[Stored items from a collection]
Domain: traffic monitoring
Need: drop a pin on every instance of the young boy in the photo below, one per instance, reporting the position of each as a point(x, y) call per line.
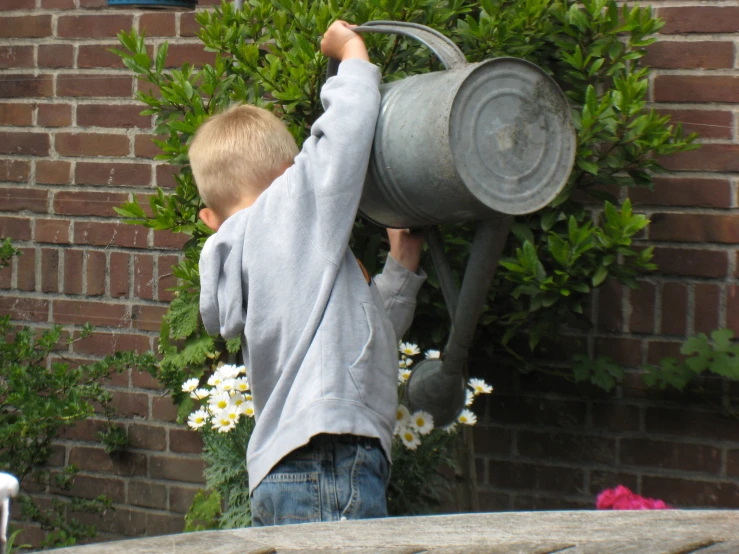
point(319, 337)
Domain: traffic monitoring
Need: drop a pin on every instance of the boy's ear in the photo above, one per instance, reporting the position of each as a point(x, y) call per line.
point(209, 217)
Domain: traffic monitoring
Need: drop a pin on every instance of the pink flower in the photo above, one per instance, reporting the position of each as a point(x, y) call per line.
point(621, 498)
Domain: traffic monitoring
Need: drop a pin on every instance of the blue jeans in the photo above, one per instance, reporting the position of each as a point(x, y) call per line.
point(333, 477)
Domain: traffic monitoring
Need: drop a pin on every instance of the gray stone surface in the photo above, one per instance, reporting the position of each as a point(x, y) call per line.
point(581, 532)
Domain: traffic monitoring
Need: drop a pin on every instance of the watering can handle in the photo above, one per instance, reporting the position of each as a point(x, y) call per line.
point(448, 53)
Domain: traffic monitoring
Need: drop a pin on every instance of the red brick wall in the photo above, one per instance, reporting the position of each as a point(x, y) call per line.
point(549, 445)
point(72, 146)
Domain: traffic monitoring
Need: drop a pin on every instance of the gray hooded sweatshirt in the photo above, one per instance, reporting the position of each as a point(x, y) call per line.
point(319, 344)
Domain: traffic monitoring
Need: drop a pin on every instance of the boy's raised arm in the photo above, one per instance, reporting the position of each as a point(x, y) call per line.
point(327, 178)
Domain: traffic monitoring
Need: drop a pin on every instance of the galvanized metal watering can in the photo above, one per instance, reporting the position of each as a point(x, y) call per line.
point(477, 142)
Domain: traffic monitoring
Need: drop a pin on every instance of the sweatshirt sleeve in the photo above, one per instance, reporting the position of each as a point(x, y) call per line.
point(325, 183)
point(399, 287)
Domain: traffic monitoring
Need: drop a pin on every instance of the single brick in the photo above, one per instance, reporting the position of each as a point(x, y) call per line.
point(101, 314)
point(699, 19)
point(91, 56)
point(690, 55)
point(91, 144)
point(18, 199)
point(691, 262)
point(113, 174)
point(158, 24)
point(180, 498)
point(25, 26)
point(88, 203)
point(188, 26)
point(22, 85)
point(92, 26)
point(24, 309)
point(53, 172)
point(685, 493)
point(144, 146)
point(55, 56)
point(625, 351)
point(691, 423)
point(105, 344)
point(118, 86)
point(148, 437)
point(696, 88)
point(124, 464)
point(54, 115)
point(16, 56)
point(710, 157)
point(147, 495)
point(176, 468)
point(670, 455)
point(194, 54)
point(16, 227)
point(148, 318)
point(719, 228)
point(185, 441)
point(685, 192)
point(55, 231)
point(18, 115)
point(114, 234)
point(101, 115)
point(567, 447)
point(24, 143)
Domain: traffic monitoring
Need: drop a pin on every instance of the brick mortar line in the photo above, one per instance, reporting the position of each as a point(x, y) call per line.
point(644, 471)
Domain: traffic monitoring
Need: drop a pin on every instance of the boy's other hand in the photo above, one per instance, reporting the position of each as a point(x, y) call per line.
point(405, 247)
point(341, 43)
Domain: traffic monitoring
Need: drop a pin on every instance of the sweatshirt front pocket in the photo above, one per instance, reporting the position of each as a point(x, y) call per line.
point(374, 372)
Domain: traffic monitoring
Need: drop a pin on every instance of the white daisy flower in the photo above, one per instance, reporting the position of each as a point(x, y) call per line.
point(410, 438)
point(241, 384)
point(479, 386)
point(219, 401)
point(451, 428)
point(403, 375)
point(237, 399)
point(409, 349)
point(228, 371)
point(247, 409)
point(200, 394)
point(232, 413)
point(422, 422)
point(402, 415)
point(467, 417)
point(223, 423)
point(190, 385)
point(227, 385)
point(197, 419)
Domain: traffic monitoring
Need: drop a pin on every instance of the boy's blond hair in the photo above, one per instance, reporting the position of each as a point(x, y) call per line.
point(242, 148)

* TASK ITEM
Exactly the lines from the one containing "Need: drop a pin on every instance of the single" through the end of the records above are to be printed, and no others.

* YOUR RESPONSE
Need: drop a pin on every instance of the single brick in the photo above, one per instance, reporting the position of each as a point(x, y) call per line.
point(101, 314)
point(699, 19)
point(91, 56)
point(690, 55)
point(91, 144)
point(18, 199)
point(691, 262)
point(113, 174)
point(158, 24)
point(180, 498)
point(25, 26)
point(88, 203)
point(188, 26)
point(22, 85)
point(92, 26)
point(24, 309)
point(53, 172)
point(685, 493)
point(144, 146)
point(55, 56)
point(625, 351)
point(691, 423)
point(105, 344)
point(118, 86)
point(148, 437)
point(696, 88)
point(124, 464)
point(54, 115)
point(16, 56)
point(710, 157)
point(147, 495)
point(176, 468)
point(670, 455)
point(194, 54)
point(16, 227)
point(148, 318)
point(719, 228)
point(185, 441)
point(685, 192)
point(55, 231)
point(18, 115)
point(114, 234)
point(101, 115)
point(567, 447)
point(24, 143)
Domain: traffic monitoring
Need: drop a pin on every instance of the brick mortar line in the photo above, one per instance, reporting the position of each as a point(x, y) call per line.
point(644, 471)
Domain: traffic monitoring
Need: drop a pin on every instance of the boy's other hand in the photo above, one per instance, reporting the position of each as a point(x, y) call per line.
point(405, 247)
point(341, 43)
Domain: traffic monitoring
Need: drop a pin on every instance of the sweatshirt front pocket in the photo above, one per instance, reporting the position of each as a point(x, y) call per line.
point(374, 372)
Domain: traffic monitoring
Need: drop a pin on every instance of the white daisy flower in the photo above, one per instance, reporting the position of each as a point(x, y) call per line.
point(410, 438)
point(241, 384)
point(479, 386)
point(219, 401)
point(451, 428)
point(403, 375)
point(237, 399)
point(409, 349)
point(228, 371)
point(247, 409)
point(200, 394)
point(232, 413)
point(422, 422)
point(402, 415)
point(467, 417)
point(223, 423)
point(190, 385)
point(227, 385)
point(197, 419)
Domain: traffic monitoring
Need: drop a pin on every instance of the boy's blond hair in the photo above, one per instance, reporting the position of each as a point(x, y) call per line.
point(242, 148)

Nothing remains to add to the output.